[What the task asks]
Reproduce every line of the listing below word for word, keeping each line unchanged.

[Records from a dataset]
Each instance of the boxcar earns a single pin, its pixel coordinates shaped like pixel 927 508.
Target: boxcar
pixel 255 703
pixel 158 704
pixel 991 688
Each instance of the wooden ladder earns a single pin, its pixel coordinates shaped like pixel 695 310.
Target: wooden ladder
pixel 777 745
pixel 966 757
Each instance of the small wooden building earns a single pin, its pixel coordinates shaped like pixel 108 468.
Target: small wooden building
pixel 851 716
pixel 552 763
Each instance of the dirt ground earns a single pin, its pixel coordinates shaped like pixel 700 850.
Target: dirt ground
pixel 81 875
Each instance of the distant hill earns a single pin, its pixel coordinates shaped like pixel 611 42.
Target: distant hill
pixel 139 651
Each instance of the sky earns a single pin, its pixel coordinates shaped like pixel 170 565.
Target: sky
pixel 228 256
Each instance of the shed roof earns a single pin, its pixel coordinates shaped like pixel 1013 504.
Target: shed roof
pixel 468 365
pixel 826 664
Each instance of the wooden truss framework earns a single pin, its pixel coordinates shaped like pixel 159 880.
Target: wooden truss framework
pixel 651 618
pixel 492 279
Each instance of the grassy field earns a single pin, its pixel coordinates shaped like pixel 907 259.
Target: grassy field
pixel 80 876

[Problem solution]
Each instance of the boxcar earns a single pin, its pixel coordinates shaped like pixel 927 508.
Target: boxcar
pixel 255 703
pixel 158 704
pixel 991 688
Each instance of the wooden ladder earns a single pin, its pixel coordinates shaped like pixel 695 310.
Target: wooden ladder
pixel 777 745
pixel 966 757
Each instance of the small wooden building earns a single pin, its pixel coordinates shaped like pixel 108 468.
Target: small wooden building
pixel 851 716
pixel 552 763
Each instance of the dirt ground earns a single pin, its pixel coordinates shaped like pixel 700 850.
Target: dirt ground
pixel 81 875
Each instance of the distant hill earns a single pin, its pixel coordinates shaped like pixel 611 42.
Target: distant hill
pixel 139 651
Each instance of the sky earns a single pin, its pixel coordinates shaped like pixel 170 565.
Target: sky
pixel 228 256
Each instance of the shed roof earns a single pin, its pixel coordinates shaped like pixel 1013 504.
Target: shed roof
pixel 468 365
pixel 826 664
Each instance of the wooden truss framework earns a single pin, its pixel coordinates shaped like pixel 159 880.
Target: wooden truss framework
pixel 651 618
pixel 492 279
Each instance of the grassy field earns a single pin, its pixel coordinates shaped like pixel 907 259.
Target: grassy field
pixel 80 876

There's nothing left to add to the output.